START DATA

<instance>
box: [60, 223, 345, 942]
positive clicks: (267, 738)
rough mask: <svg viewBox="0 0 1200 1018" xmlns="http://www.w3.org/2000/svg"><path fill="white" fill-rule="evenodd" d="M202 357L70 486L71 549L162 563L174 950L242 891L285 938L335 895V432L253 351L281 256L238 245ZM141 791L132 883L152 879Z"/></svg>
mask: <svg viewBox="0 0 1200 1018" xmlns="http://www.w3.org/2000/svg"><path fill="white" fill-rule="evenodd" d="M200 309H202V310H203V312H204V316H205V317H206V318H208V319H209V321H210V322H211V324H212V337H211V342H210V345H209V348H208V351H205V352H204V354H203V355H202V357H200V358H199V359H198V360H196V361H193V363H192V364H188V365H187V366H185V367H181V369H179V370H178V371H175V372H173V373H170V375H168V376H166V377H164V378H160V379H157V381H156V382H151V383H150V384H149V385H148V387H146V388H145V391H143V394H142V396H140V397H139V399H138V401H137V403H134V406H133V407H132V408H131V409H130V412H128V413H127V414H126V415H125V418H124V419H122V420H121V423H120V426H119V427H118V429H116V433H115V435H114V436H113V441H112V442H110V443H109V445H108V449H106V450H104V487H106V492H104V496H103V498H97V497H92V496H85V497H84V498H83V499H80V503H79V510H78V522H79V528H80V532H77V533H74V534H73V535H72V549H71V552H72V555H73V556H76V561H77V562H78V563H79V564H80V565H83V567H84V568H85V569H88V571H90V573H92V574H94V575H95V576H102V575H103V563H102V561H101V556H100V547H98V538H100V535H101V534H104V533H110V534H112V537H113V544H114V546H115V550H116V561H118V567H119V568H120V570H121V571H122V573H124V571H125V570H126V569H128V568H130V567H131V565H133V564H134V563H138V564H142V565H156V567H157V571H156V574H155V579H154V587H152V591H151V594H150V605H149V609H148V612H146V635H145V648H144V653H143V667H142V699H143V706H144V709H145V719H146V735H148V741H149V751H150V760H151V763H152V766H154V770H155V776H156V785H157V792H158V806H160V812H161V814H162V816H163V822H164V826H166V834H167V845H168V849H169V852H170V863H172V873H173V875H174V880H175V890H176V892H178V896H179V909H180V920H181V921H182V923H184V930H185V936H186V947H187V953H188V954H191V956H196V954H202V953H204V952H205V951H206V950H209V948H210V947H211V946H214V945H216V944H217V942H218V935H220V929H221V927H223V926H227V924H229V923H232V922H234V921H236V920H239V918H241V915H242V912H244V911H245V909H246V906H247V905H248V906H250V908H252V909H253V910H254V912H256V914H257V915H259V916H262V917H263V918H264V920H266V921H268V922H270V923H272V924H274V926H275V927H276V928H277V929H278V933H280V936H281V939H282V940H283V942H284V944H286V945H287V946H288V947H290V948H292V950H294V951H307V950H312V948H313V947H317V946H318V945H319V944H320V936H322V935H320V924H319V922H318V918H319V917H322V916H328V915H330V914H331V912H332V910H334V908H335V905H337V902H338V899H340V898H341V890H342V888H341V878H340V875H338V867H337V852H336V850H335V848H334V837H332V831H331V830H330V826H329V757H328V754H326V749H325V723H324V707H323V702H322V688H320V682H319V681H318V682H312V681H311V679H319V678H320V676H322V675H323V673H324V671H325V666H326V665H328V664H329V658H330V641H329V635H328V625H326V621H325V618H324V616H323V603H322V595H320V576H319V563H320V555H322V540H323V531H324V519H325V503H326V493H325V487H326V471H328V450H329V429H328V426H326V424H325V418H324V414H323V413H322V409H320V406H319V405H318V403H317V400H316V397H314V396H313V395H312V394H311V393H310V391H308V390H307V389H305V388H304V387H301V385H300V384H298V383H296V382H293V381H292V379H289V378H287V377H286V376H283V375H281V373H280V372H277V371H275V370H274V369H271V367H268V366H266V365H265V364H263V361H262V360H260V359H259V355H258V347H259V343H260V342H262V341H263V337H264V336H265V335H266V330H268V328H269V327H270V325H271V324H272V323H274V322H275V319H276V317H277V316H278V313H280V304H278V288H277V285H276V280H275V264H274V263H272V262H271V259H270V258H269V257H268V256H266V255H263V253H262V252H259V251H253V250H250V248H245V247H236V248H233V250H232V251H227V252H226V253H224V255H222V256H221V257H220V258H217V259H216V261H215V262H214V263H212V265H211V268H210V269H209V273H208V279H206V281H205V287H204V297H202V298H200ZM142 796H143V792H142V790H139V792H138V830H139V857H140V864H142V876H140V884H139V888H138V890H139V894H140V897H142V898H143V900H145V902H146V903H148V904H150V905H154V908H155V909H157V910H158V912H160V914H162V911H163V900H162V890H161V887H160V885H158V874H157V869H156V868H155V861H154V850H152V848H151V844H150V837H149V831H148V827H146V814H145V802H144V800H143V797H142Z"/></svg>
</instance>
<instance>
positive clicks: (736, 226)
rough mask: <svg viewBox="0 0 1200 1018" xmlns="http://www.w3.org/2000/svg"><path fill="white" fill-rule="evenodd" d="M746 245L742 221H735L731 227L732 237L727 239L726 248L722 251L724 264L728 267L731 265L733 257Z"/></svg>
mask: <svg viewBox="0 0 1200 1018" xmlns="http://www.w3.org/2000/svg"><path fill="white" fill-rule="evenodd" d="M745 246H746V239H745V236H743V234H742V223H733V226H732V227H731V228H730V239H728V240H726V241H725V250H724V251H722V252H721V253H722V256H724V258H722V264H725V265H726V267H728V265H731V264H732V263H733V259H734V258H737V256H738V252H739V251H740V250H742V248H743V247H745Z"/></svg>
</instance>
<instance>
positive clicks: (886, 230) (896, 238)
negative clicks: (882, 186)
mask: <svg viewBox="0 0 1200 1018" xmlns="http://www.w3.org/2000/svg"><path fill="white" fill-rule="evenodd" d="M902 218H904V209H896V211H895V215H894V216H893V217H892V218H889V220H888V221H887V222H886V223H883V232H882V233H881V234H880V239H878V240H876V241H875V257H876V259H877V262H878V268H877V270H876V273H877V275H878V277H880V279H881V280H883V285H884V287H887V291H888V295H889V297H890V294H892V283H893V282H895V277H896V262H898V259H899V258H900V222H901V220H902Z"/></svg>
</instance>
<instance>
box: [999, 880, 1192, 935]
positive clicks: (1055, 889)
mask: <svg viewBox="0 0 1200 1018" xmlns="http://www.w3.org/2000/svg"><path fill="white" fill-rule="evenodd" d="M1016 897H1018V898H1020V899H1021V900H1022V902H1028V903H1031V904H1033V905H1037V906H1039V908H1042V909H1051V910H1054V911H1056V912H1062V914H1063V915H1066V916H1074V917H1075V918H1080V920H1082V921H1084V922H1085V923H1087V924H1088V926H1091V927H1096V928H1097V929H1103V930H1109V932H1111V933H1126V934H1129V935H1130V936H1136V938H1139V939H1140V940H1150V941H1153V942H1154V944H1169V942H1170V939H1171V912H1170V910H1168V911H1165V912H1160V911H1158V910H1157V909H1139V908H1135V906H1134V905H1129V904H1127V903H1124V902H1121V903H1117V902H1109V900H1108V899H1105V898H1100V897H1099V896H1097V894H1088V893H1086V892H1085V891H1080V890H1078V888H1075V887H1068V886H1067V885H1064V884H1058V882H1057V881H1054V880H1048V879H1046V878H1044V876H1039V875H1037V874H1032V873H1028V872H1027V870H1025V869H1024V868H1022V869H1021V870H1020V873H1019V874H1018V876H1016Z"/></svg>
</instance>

END DATA

WHAT TO PRODUCE
Reproduce the items above verbatim, from their first line through the line that contains "357L70 486L71 549L162", with both of those lines included.

RESPONSE BOX
<instance>
box: [60, 223, 345, 942]
positive clicks: (267, 738)
rough mask: <svg viewBox="0 0 1200 1018" xmlns="http://www.w3.org/2000/svg"><path fill="white" fill-rule="evenodd" d="M202 357L70 486L71 549L162 563L174 950L242 891L285 938L335 895V432L253 351L281 256L238 245ZM141 791L132 883L152 879Z"/></svg>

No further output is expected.